Reproduce exactly the lines below from the one containing "in [106, 131]." through the one containing "in [158, 276].", including both, and nothing else.

▼

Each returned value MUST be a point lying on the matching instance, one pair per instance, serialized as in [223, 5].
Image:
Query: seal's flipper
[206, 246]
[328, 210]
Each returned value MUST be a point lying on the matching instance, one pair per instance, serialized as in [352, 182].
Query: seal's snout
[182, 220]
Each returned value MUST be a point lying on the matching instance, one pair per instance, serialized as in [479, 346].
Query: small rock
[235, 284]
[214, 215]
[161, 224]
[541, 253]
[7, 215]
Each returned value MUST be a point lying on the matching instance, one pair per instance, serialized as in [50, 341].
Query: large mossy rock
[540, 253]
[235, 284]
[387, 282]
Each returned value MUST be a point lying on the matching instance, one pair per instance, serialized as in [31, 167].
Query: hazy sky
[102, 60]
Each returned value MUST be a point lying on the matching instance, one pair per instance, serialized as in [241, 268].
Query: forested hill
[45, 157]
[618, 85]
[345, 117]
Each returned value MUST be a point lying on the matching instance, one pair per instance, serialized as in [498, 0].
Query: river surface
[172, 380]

▲
▼

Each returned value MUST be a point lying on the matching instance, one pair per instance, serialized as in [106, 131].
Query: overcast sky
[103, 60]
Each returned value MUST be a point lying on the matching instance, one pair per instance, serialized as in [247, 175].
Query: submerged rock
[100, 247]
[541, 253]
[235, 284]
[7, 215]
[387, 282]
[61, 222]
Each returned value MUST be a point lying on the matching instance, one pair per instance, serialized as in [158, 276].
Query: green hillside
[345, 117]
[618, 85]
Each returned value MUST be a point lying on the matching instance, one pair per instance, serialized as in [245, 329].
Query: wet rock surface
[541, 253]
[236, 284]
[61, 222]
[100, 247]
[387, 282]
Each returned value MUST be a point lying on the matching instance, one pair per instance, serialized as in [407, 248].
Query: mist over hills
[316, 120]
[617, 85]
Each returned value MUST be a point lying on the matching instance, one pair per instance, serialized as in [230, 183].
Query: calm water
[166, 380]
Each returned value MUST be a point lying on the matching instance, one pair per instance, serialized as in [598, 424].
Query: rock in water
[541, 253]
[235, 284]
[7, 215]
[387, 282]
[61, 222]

▲

** Reply **
Each returned value MUST be a point lying on the matching instance, one pair per instance, serialized as in [106, 131].
Query: overcast sky
[103, 60]
Each returned value MUST be a point lying on the matching instance, one pair per instance, serialized as in [247, 175].
Query: submerged rock
[100, 247]
[541, 253]
[235, 284]
[7, 215]
[387, 282]
[61, 222]
Each returned value MUST be a point lying on the matching instance, one pair per instance, serialized as in [158, 276].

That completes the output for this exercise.